Let me make one point.  Sometimes, the bigger picture is overlooked.  In the past, I have represented people in cases where an overpayment of £150 was raised against them.  Those people said that it was not their fault.  The cases went to tribunal, which probably cost £1,000 or £1,500.  That money may have been from a different budget, but it all comes out of the public purse.  It does not make sense. 

 

Mr McConnell:

As I said, the proposals can be debated.  

 

Mr Copeland:

It is always difficult to follow Mickey Brady because he tends to ask all the questions that you have thought of, so I am struggling slightly.

 

I want to check a couple of things.  I understand fraud, and I understand error.  However, I think that error — Mickey has alluded to this — should be split into departmental error and customer or client error.  Can you give me a breakdown of what the numbers and percentages are? 

 

Mr McConnell:

It is.  Yes.

 

Mr Copeland:

Can we then look at the figures on which we are basing Northern Ireland relative to the rest of the United Kingdom?  Does the figure for GB include housing benefit?  It does in Northern Ireland, because it is paid through the system.  Are we comparing like with like?

 

Mr McConnell:

The figure for Northern Ireland is a 1·3% loss, including housing benefit.

 

Mr Copeland:

Does the figure for GB include Northern Ireland?

 

Mr McConnell:

No.  The GB figure is a DWP figure.

 

Mr Copeland:

Right.  Does it include housing benefit?

 

Mr McConnell:

It does.

 

Mr Copeland:

So, we are comparing like with like.

• **Data listing**:
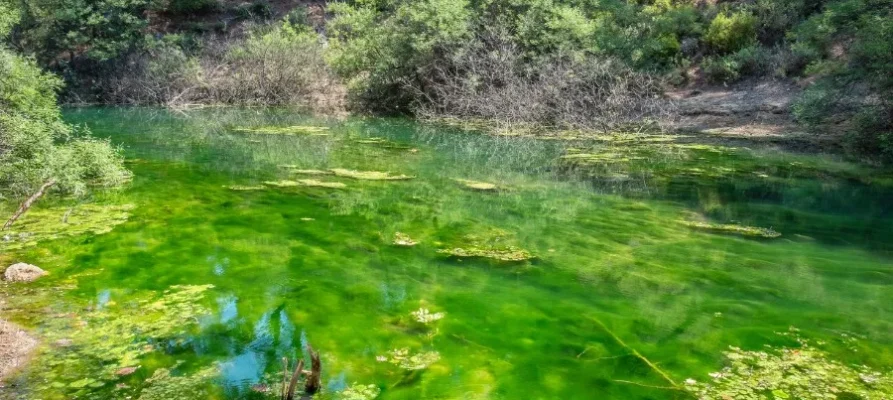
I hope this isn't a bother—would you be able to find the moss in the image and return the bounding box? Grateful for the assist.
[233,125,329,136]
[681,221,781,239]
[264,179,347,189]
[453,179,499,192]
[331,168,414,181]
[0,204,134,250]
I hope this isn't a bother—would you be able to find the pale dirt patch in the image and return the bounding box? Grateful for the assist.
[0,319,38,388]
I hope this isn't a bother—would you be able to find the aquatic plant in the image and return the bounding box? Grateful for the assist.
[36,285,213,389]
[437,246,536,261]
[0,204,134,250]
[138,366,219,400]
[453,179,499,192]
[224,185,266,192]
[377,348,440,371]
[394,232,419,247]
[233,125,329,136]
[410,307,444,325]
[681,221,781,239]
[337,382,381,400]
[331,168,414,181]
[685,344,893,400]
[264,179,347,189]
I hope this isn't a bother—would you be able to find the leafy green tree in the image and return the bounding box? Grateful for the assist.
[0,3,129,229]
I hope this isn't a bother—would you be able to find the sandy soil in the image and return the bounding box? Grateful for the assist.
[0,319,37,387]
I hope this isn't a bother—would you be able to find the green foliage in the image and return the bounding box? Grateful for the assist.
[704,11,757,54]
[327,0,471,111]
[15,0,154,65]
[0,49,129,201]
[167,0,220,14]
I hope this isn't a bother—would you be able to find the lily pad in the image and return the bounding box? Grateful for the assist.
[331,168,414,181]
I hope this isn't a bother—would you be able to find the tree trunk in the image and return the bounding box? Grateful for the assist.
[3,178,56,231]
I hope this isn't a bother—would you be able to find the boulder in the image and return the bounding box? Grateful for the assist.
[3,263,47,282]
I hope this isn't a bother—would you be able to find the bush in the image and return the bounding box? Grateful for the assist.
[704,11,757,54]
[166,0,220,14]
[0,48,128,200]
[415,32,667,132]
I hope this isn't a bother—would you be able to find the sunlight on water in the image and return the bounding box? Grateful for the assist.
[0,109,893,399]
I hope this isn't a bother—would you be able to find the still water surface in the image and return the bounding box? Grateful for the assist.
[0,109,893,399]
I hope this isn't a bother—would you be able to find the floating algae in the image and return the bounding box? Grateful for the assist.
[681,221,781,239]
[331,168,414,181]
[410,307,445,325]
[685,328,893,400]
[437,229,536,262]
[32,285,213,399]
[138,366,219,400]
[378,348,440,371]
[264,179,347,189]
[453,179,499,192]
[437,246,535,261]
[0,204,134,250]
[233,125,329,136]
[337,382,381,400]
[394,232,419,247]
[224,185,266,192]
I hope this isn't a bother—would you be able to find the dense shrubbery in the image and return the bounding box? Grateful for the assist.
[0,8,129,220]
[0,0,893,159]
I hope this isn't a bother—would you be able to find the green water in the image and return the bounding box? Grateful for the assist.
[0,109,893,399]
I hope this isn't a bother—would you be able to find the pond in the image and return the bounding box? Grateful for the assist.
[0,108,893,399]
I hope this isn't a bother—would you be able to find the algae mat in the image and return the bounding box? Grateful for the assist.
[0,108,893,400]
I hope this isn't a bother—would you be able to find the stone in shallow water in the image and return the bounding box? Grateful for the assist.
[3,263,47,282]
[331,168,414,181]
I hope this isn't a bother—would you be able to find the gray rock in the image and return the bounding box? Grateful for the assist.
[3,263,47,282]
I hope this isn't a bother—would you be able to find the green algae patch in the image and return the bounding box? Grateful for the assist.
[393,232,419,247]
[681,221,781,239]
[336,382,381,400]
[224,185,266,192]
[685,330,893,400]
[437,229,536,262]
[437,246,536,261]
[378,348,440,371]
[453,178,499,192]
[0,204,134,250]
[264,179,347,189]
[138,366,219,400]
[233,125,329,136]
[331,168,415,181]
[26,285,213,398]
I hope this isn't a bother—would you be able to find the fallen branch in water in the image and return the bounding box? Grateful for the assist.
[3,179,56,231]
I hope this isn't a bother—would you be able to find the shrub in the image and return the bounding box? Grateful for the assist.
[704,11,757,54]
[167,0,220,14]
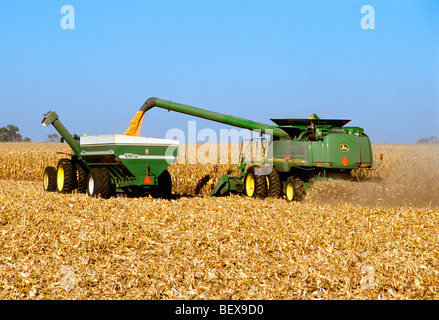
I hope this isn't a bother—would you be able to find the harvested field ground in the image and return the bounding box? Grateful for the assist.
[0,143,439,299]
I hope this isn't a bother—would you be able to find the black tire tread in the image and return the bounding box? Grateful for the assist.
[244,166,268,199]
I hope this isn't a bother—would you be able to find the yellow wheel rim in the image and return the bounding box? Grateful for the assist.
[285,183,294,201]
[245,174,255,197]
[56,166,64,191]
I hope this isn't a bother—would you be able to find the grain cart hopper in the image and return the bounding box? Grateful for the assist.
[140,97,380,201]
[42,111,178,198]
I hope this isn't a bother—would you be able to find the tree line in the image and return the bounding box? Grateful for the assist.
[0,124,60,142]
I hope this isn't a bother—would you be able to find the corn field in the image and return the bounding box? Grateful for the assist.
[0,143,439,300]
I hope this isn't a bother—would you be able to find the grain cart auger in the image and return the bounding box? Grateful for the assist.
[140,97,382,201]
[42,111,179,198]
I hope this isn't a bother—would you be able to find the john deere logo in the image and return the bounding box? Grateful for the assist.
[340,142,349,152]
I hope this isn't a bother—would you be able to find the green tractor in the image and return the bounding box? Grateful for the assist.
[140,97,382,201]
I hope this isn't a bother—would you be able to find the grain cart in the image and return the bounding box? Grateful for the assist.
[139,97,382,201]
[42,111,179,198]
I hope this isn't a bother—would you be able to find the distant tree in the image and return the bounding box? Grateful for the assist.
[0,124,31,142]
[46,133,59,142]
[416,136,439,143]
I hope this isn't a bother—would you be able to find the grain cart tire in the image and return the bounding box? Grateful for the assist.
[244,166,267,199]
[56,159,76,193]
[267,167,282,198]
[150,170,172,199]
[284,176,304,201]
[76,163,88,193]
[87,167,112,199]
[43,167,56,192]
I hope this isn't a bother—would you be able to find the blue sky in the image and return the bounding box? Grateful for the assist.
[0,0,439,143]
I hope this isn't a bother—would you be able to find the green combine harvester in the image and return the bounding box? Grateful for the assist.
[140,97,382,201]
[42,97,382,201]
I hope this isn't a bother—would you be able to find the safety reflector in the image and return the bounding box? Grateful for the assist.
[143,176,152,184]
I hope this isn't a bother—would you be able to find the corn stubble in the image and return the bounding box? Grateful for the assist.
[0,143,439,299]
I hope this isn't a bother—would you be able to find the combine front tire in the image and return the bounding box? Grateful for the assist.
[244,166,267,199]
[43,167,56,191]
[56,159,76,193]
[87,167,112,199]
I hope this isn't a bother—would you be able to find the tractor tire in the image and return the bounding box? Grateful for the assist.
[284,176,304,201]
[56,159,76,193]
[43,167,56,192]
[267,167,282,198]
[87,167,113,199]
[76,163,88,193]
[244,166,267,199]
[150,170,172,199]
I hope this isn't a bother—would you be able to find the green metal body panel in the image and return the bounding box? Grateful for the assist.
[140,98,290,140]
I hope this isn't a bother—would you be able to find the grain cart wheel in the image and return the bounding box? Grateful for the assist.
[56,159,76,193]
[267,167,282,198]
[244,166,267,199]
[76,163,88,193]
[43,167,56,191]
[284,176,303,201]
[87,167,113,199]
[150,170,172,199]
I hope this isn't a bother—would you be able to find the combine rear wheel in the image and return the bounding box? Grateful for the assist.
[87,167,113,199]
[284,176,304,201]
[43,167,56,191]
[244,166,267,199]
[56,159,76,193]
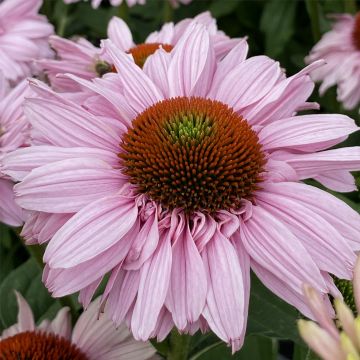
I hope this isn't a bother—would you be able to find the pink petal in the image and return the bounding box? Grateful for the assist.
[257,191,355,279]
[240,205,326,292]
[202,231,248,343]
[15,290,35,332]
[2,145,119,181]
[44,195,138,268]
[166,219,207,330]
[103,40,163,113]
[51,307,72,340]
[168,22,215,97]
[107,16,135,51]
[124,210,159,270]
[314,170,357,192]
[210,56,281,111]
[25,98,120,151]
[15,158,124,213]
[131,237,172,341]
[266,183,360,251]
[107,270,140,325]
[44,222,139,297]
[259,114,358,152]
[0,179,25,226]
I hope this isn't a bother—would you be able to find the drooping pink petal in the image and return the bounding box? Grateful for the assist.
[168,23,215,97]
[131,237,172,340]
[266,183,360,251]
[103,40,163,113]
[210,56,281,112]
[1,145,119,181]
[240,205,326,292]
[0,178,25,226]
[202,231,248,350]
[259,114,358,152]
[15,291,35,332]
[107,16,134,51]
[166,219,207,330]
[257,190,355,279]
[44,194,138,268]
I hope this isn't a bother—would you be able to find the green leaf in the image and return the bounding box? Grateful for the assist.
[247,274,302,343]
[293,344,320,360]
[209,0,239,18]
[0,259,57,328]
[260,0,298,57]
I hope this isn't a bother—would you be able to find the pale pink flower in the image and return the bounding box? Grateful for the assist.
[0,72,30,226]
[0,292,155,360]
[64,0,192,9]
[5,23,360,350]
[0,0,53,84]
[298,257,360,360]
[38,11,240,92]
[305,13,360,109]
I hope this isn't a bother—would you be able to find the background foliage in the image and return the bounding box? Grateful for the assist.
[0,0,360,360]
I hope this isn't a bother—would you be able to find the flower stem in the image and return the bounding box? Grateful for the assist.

• **Directives**:
[a] In the transcript, why does the first speaker say that pursuing an overpayment of £150 through a tribunal "does not make sense"? Answer in one to three sentences.
[b] Answer these questions about the transcript:
(i) What loss figure does Mr McConnell give for Northern Ireland?
(ii) Whose figure is the GB figure?
(iii) Why does Mr Copeland find it difficult to follow Mickey Brady?
The listing is separate material from the transcript.

• **Answers**:
[a] The tribunal probably cost £1,000 or £1,500, far more than the £150 overpayment. Even if that money came from a different budget, it all comes out of the public purse.

[b]
(i) A 1·3% loss, including housing benefit.
(ii) The GB figure is a DWP figure.
(iii) Mickey Brady tends to ask all the questions that you have thought of.